** Start **
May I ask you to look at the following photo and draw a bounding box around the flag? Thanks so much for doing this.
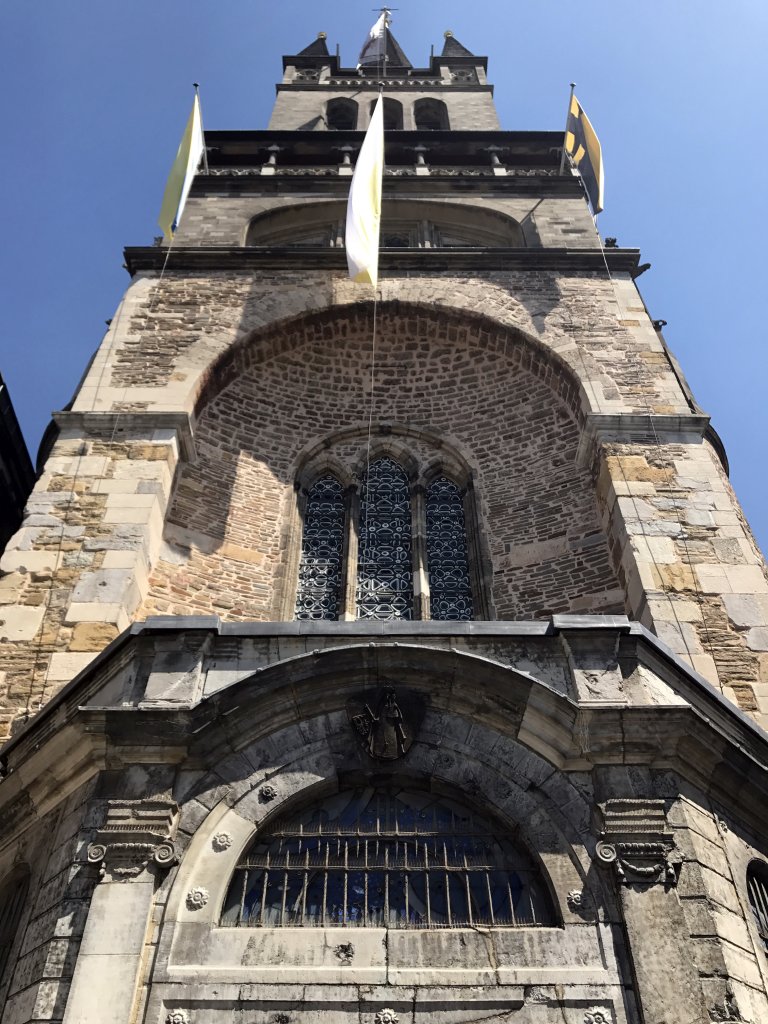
[563,96,603,214]
[357,7,391,71]
[345,96,384,288]
[158,93,205,245]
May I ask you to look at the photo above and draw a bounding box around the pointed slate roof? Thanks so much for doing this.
[296,32,329,57]
[442,32,475,57]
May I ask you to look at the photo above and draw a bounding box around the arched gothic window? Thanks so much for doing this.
[371,96,402,131]
[355,459,414,618]
[746,860,768,952]
[294,456,478,622]
[221,785,556,929]
[296,475,346,620]
[426,476,472,621]
[414,99,451,131]
[326,97,357,131]
[0,867,30,1016]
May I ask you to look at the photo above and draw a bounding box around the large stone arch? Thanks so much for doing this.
[140,645,627,1024]
[142,303,624,621]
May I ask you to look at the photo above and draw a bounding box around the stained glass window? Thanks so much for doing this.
[221,786,555,929]
[296,476,345,620]
[746,860,768,952]
[356,458,414,618]
[427,476,472,621]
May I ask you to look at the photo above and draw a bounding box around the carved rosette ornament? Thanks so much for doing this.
[87,800,178,880]
[584,1007,613,1024]
[565,889,584,910]
[165,1010,189,1024]
[595,800,680,886]
[211,833,232,853]
[186,887,210,910]
[374,1007,399,1024]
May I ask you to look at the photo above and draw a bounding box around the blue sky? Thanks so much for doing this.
[0,0,768,551]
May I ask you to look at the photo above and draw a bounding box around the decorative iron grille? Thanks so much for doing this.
[296,476,345,620]
[427,476,472,621]
[356,458,414,618]
[221,787,555,929]
[746,861,768,951]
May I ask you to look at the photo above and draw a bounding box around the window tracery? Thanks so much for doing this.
[221,786,555,929]
[294,453,485,622]
[356,458,414,618]
[296,475,346,620]
[746,860,768,952]
[426,476,472,621]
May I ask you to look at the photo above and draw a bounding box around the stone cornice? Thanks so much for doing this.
[191,172,584,193]
[125,246,640,276]
[0,615,768,829]
[53,410,196,462]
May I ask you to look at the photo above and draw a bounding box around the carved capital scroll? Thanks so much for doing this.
[595,800,679,886]
[87,800,178,880]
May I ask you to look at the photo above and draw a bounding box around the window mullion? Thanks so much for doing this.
[411,484,429,620]
[339,486,360,623]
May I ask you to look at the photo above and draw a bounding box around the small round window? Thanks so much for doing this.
[221,786,555,928]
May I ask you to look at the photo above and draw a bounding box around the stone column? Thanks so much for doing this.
[63,800,176,1024]
[596,800,710,1024]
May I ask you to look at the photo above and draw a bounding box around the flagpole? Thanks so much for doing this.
[193,82,210,174]
[560,82,575,174]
** End **
Reproduce the stretch of the listing from its beginning through the line containing "[0,867,30,1016]", both ends included, keeping the requests and multiplying every bounding-box coordinate in the answers by 0.45, rounded to whole numbers with halves rounded up. Leave the pictures out.

May I ask you to look at the following photo and draw a bounding box around the flag? Thanks so much for doing this.
[253,43,271,96]
[161,3,176,32]
[155,43,173,130]
[71,42,92,110]
May I ask you to look at the photo above and draw a bounding box around the pointed slate roof? Thanks so much for doing this.
[133,14,148,26]
[199,14,214,26]
May I ask you to look at the photo above and draw a bounding box around the arched gothic window? Thanks so much for doing this.
[167,43,181,59]
[160,207,186,278]
[336,387,346,428]
[132,205,215,280]
[99,353,250,418]
[133,214,156,279]
[192,214,212,279]
[186,45,203,59]
[147,44,161,59]
[0,390,14,457]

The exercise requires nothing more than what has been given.